───── Passage shown ─────

Debra Lambrecht, Founder, Caulbridge Education | November 4, 2019
Academics tend to break down around third grade, when children go from learning-to-read to reading-to-learn, or from simple arithmetic to more complex math concepts. In the earlier grades it is more likely that learning differences will go unnoticed because children are quick to develop compensation strategies. As the learning becomes more complex, these strategies tend to fall apart. For example, it may appear that a student is reading, when they have actually memorized the sentences. As soon as the reading demand becomes too great to simply memorize, a student will become overwhelmed and resistant to reading.
Whenever I hear a well-meaning adult helping with homework say to a child, “I’m going to show you a trick,” I shudder because it generally means they are offering a procedural trick without the necessary comprehension behind it. Instead, when a child is struggling, they likely need the concepts broken down further, more concretely, rather than layering a trick over the misunderstanding.
While it starts around third grade, these learning challenges are not without warning signs that are evident as early as kindergarten. A strong foundation for academics requires an understanding of one-to-one correspondence, and the ability to decode and encode (break down and build up) numbers and symbols. This number-symbol relationship is developed in direct correlation to the natural physical and sensory developments of the child. Building a strong picture of numbers and symbols can help to activate and sustain working memory and other brain processes necessary for more-advanced learning. Working memory also correlates to spatial awareness, balance, and imagination.

───── Extracted data ─────

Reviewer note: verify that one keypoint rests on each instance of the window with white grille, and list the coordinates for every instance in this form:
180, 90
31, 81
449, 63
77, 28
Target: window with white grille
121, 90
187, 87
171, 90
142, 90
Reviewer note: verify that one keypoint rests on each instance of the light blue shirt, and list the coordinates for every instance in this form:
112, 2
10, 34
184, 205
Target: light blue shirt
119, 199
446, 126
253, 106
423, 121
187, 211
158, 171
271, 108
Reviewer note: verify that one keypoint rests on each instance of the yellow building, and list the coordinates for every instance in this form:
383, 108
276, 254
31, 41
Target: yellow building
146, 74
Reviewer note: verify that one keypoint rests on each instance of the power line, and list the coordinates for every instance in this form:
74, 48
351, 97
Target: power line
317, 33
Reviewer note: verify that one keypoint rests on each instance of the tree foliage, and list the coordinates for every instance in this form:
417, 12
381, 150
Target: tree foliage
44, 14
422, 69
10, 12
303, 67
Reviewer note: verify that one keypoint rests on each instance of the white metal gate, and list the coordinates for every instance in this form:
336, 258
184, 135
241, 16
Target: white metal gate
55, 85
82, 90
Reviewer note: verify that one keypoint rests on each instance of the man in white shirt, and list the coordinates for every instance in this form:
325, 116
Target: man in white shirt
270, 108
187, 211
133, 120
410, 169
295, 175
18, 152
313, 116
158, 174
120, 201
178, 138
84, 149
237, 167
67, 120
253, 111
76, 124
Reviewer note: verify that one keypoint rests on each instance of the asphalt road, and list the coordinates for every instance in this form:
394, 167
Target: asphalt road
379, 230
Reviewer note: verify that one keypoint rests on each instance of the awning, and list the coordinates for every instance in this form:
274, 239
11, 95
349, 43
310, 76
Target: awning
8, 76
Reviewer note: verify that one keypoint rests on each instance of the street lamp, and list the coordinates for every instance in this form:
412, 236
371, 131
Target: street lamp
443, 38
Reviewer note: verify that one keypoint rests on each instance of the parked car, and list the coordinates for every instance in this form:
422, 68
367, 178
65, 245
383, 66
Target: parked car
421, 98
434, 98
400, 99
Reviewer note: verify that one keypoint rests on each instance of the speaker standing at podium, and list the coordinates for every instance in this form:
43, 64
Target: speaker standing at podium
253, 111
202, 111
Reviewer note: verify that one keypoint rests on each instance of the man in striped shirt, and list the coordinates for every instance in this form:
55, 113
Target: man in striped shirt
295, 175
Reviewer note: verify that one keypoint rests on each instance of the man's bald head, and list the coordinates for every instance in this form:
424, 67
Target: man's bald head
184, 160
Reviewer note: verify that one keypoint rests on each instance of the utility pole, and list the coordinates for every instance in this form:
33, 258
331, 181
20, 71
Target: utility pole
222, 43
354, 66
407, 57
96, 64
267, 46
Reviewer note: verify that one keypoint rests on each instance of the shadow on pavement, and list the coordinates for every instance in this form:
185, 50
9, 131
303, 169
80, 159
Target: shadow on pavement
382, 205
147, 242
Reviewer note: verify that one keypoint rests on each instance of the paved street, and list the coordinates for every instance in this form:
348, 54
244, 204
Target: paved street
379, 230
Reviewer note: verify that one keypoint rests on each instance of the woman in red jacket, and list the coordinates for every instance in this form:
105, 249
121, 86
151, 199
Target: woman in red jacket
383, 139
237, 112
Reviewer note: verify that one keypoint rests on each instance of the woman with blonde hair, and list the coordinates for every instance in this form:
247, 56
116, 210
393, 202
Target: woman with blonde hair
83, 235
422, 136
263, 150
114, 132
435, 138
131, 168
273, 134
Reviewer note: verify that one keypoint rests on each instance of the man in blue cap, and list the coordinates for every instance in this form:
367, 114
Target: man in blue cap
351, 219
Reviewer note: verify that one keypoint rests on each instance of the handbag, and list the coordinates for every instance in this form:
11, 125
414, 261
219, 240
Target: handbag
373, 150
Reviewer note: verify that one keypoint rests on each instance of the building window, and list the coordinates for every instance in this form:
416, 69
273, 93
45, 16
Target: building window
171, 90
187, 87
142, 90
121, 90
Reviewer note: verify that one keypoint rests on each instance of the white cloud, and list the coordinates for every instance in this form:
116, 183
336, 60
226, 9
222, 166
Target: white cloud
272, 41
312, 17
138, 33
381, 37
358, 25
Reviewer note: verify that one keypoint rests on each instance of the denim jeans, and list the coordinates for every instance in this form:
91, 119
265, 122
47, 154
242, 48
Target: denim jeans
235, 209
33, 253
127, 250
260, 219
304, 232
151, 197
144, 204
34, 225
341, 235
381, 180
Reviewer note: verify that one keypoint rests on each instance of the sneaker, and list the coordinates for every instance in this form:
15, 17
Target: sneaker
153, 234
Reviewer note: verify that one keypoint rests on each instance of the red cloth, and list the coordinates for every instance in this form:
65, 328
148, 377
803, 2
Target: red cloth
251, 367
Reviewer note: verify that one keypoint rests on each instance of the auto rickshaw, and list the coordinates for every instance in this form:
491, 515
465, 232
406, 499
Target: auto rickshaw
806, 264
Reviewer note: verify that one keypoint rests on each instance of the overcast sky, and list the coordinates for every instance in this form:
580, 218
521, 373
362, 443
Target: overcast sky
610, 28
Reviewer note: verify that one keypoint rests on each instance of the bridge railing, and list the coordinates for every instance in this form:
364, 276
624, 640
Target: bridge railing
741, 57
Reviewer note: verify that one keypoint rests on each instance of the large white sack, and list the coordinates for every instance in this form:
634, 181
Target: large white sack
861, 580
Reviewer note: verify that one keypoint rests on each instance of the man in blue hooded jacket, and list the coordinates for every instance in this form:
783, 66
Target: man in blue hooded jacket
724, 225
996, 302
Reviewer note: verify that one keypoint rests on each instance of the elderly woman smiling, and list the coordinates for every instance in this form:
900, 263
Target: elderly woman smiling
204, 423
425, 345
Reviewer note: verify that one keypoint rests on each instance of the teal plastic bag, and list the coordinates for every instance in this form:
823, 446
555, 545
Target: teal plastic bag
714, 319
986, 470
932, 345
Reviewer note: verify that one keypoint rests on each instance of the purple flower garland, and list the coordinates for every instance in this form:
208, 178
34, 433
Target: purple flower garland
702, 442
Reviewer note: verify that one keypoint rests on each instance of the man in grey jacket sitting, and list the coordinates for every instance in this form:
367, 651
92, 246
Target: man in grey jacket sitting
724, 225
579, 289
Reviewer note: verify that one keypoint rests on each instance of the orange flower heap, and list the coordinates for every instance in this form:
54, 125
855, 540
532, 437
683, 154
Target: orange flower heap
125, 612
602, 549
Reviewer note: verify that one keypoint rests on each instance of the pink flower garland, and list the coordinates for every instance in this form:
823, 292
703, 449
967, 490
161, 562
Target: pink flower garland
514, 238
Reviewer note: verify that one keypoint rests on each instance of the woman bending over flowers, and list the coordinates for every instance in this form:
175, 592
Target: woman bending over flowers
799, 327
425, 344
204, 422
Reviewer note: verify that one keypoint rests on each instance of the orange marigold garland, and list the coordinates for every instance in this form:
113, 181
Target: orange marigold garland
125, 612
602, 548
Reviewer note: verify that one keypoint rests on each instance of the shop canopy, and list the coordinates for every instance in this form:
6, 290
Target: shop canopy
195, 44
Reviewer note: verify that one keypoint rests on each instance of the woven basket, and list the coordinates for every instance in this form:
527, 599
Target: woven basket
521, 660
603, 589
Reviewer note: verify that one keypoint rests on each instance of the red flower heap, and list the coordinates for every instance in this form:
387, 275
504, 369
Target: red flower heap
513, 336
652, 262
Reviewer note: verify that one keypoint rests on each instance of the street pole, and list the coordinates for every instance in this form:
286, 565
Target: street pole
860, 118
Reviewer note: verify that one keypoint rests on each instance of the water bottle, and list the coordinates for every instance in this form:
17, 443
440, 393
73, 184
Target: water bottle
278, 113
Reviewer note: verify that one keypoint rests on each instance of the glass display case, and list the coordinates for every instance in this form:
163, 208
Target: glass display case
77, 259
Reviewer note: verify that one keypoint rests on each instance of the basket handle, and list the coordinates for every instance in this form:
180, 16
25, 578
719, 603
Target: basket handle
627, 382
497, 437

─────

- Stated goal: Rewrite the passage on early learning challenges from "Debra Lambrecht, Founder, Caulbridge" to "resistant to reading.", putting "second grade" in place of "third grade".

- Answer below:
Debra Lambrecht, Founder, Caulbridge Education | November 4, 2019
Academics tend to break down around second grade, when children go from learning-to-read to reading-to-learn, or from simple arithmetic to more complex math concepts. In the earlier grades it is more likely that learning differences will go unnoticed because children are quick to develop compensation strategies. As the learning becomes more complex, these strategies tend to fall apart. For example, it may appear that a student is reading, when they have actually memorized the sentences. As soon as the reading demand becomes too great to simply memorize, a student will become overwhelmed and resistant to reading.